Texto de origem:
= = = = =
Em 1978 surge a versão pressurizada do Cessna 210. Denominada P210, a aeronave não tinha um grande diferencial de pressurização mas permitia voos mais altos que os 10.000 pés (3.000 m) regulamentares para voo sem oxigênio. Desse modelo foram produzidos 874 aeronaves até 1986.
A melhor safra do Cessna 210, no entanto, é também a mais rara delas: a versão R (210R/T210R e P210R). Surgida em 1985, foi produzida até 1986 e o seu maior destaque fica por conta de um incremento de envergadura em 60 cm, assim como do estabilizador.
Devido à grande capacidade de carga da aeronave, com amplo passeio de centro de gravidade, as forças envolvidas no manche em arfagem (levantamento do nariz) eram elevadas, fato que foi solucionado na versão R, tornando sua pilotagem muito mais agradável do que nas versões anteriores comparavam-no com um caminhão.
Assista a essa decolagem, com o imediato recolhimento do trem de pouso:
O motor, embora conservasse o mesmo IO-520 (TSIO-520 no turbocarregado) passa a fornecer 310 hp (325 hp no turbocarregagado) de potência por até cinco minutos. Os modelos anteriores eram limitados a 300 hp e 310 hp respectivamente.
Infelizmente, devido à crise enfrentada desde o início da década de 1980 pela chamada aviação geral, a Cessna em 1986 tira de linha toda a sua linha de aeronaves leves com motor a pistão e com isso o 210 sai de cena, totalizando 9.240 unidades produzidas. Em 1996, a Cessna relança sua linha de monomotores, todavia o Centurion ficou de fora, deixando a aeronave ainda mais cobiçada, em especial nas suas versões N e R, de poucas diretivas de aeronavegabilidade no tocante ao trem de pouso.
= = = = =
Tarefa 1:
Nos registros, altere o trecho que vai da linha que contém "For each <instance>" até a linha que contém "371L492 390L497 391L496", trocando "rough mask" por "draft mask" e mantendo todo o resto igual.
Os registros não têm qualquer relação com o texto de origem.

Registros do exercício:
= = = = =
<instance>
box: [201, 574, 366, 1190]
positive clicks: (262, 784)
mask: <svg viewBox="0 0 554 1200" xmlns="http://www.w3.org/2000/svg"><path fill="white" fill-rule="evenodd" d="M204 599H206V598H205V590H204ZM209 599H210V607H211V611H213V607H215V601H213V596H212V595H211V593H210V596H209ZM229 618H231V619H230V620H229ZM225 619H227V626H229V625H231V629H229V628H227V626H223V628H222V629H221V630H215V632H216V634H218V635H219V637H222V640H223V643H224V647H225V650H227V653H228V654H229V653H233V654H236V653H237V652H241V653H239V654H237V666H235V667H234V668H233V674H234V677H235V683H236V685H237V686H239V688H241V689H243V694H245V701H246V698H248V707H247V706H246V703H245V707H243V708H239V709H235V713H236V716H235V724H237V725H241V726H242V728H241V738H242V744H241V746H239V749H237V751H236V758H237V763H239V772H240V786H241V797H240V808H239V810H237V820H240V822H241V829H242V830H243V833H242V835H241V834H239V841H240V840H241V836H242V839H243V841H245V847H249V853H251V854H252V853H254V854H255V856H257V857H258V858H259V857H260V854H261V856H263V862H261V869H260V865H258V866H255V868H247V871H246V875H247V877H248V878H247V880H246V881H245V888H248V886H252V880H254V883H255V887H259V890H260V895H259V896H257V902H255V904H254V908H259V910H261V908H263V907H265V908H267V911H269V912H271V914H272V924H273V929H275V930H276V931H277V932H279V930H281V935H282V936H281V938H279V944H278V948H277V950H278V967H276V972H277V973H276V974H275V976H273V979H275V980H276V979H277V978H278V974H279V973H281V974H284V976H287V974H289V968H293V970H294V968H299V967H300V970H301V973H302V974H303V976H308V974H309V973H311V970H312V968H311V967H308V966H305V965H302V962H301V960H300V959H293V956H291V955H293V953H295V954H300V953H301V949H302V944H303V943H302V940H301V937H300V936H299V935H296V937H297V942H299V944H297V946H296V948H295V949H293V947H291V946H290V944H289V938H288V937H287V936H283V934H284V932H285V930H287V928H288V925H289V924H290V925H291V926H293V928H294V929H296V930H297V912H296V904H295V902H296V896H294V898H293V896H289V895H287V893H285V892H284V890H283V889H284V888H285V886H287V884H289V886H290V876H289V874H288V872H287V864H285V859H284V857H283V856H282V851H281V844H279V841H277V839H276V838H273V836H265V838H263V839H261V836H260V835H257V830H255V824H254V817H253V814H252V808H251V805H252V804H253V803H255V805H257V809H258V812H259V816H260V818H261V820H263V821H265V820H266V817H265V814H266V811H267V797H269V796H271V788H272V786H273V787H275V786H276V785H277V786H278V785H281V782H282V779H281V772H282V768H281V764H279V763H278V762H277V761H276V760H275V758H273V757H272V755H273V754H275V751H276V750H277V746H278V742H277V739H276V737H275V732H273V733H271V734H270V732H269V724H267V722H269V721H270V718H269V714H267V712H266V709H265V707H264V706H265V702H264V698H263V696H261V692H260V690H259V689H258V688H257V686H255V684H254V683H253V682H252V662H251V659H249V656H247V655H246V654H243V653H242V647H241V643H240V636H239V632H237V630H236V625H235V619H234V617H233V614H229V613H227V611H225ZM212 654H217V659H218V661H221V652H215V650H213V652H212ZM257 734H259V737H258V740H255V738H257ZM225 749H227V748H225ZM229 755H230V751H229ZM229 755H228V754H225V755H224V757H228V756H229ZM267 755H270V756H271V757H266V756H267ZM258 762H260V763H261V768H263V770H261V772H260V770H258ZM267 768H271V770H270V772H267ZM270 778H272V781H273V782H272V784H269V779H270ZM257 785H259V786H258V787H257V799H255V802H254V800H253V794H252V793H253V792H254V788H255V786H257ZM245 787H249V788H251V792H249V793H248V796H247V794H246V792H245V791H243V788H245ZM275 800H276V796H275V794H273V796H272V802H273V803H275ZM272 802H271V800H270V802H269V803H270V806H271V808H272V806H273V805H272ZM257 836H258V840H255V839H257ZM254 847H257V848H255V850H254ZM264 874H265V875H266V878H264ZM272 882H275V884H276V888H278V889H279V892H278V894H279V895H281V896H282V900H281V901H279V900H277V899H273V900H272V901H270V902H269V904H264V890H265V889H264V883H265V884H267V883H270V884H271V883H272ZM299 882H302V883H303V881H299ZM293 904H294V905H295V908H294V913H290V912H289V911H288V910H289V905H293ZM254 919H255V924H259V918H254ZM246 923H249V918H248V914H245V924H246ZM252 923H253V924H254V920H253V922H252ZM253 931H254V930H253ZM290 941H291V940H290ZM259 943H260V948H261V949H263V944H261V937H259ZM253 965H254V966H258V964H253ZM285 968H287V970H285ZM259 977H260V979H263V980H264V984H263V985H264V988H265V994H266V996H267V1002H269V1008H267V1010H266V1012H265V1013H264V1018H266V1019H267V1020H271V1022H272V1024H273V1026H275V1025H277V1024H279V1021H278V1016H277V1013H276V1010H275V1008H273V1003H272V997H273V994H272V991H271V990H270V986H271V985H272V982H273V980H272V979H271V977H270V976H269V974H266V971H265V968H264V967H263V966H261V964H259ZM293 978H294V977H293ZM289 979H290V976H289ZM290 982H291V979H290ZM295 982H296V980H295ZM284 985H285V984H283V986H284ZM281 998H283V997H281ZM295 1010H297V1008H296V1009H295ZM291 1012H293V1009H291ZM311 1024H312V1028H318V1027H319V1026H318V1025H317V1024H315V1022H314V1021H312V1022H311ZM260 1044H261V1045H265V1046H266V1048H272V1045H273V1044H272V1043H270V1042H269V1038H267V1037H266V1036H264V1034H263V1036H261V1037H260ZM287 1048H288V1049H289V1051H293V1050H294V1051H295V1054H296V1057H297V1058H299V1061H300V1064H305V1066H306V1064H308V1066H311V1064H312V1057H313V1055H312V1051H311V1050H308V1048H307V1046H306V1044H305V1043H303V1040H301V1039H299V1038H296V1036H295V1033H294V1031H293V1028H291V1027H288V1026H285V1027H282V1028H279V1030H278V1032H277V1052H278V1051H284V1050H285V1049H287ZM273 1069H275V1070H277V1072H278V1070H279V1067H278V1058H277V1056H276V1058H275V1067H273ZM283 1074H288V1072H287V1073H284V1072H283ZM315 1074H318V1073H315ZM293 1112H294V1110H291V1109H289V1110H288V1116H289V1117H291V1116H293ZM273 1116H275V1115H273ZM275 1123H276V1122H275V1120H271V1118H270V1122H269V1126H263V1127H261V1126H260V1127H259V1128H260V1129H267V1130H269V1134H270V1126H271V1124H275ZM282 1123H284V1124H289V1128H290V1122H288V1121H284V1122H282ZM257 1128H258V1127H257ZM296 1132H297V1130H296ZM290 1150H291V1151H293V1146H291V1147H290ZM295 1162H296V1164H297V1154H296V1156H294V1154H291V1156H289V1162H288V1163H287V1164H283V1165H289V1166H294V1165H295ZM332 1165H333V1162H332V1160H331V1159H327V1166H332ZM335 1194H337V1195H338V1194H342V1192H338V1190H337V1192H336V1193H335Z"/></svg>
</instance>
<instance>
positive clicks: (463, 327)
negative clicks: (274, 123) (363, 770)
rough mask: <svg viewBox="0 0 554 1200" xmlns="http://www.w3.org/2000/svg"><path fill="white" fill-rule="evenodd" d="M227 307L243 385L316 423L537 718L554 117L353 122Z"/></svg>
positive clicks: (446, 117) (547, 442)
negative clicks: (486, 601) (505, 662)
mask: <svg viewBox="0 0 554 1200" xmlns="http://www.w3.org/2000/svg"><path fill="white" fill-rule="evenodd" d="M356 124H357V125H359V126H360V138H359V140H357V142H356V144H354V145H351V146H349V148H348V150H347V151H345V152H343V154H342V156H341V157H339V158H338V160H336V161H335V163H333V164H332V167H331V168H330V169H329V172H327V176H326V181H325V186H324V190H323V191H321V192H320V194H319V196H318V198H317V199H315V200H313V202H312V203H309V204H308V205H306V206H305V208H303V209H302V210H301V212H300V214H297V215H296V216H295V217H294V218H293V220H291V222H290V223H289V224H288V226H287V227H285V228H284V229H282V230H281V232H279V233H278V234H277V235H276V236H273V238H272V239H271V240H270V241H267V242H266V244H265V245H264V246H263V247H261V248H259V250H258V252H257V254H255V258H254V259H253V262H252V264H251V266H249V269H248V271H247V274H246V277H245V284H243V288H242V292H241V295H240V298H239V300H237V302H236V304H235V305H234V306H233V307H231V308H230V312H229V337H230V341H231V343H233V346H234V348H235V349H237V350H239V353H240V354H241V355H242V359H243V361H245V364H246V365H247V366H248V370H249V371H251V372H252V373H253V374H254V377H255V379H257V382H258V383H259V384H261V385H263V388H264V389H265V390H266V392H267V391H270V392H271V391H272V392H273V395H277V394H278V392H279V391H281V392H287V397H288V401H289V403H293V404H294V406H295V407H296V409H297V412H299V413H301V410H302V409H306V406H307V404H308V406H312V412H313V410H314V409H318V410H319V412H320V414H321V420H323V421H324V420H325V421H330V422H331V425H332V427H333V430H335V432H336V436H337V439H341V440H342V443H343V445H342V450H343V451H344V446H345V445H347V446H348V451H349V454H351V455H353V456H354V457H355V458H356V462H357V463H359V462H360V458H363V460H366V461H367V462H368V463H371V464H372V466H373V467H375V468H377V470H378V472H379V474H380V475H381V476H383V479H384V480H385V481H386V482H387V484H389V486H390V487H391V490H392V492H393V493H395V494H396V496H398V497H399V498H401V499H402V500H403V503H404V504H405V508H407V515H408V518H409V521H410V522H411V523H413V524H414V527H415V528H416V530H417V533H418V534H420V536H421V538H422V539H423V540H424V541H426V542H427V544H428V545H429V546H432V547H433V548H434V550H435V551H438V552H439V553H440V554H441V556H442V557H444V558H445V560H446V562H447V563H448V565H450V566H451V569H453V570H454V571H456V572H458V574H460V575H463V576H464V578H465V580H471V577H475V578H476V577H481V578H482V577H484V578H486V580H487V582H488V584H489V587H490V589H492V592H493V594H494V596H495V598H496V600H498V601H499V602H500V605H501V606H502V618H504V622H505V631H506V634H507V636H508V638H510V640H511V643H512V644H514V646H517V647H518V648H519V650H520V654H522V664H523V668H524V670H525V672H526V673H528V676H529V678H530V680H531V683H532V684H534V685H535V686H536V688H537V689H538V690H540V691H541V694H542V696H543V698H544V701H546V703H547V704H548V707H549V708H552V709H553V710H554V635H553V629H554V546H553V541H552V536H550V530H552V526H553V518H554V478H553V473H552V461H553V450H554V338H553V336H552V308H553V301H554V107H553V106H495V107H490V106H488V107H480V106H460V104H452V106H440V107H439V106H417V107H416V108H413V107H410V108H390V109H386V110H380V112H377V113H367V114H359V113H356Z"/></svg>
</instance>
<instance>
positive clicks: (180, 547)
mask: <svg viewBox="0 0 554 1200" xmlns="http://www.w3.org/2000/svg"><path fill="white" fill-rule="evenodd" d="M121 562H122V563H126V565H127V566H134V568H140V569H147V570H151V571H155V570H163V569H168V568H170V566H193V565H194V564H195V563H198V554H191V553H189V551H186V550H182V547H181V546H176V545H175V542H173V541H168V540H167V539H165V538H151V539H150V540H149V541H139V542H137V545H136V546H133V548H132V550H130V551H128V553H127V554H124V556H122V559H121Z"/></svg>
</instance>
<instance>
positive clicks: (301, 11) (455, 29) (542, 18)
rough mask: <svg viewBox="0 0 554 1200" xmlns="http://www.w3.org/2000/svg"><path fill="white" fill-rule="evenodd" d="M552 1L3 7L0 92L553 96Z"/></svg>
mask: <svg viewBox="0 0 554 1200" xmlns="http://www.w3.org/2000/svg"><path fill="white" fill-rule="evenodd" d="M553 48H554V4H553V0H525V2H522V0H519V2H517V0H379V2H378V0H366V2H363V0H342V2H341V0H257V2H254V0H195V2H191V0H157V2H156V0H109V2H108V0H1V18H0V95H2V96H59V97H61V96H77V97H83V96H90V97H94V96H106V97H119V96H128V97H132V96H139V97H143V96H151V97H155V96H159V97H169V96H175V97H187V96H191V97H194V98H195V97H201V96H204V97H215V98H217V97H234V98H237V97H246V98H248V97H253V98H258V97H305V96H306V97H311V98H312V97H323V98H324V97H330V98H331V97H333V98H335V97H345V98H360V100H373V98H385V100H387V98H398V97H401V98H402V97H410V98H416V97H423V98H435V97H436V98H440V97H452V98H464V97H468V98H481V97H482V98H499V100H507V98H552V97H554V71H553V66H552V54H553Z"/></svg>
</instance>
= = = = =
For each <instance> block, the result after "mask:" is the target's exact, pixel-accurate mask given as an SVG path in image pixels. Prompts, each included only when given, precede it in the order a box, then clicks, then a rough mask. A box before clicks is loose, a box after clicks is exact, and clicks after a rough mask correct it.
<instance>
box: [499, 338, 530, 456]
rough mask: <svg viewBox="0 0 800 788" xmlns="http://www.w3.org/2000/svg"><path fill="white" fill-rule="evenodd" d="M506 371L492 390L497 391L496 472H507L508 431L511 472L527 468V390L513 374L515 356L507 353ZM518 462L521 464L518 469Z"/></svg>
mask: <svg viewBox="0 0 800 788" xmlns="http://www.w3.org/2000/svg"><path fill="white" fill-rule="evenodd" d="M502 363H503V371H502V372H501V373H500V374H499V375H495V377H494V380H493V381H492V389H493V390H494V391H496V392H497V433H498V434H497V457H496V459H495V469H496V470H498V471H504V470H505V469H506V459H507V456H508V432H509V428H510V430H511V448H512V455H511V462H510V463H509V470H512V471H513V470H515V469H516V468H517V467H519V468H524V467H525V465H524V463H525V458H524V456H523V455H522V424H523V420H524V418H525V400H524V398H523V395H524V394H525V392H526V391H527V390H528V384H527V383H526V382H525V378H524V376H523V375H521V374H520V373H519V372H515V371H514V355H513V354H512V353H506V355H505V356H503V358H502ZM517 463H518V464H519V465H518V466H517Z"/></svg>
= = = = =
Tarefa 2:
Liste, em ordem cronológica, todos os anos distintos mencionados no texto de origem sobre o Cessna 210.

Resposta 1:
For each <instance> block, the result after "mask:" is the target's exact, pixel-accurate mask given as an SVG path in image pixels. Prompts, each included only when given, precede it in the order a box, then clicks, then a draft mask. A box before clicks is loose, a box after clicks is exact, and clicks after a draft mask correct it.
<instance>
box: [499, 338, 530, 456]
draft mask: <svg viewBox="0 0 800 788" xmlns="http://www.w3.org/2000/svg"><path fill="white" fill-rule="evenodd" d="M506 371L492 390L497 391L496 472H507L508 431L511 472L527 468V390L513 374L515 356L507 353ZM518 462L521 464L518 469Z"/></svg>

Resposta 2:
1978, 1980, 1985, 1986, 1996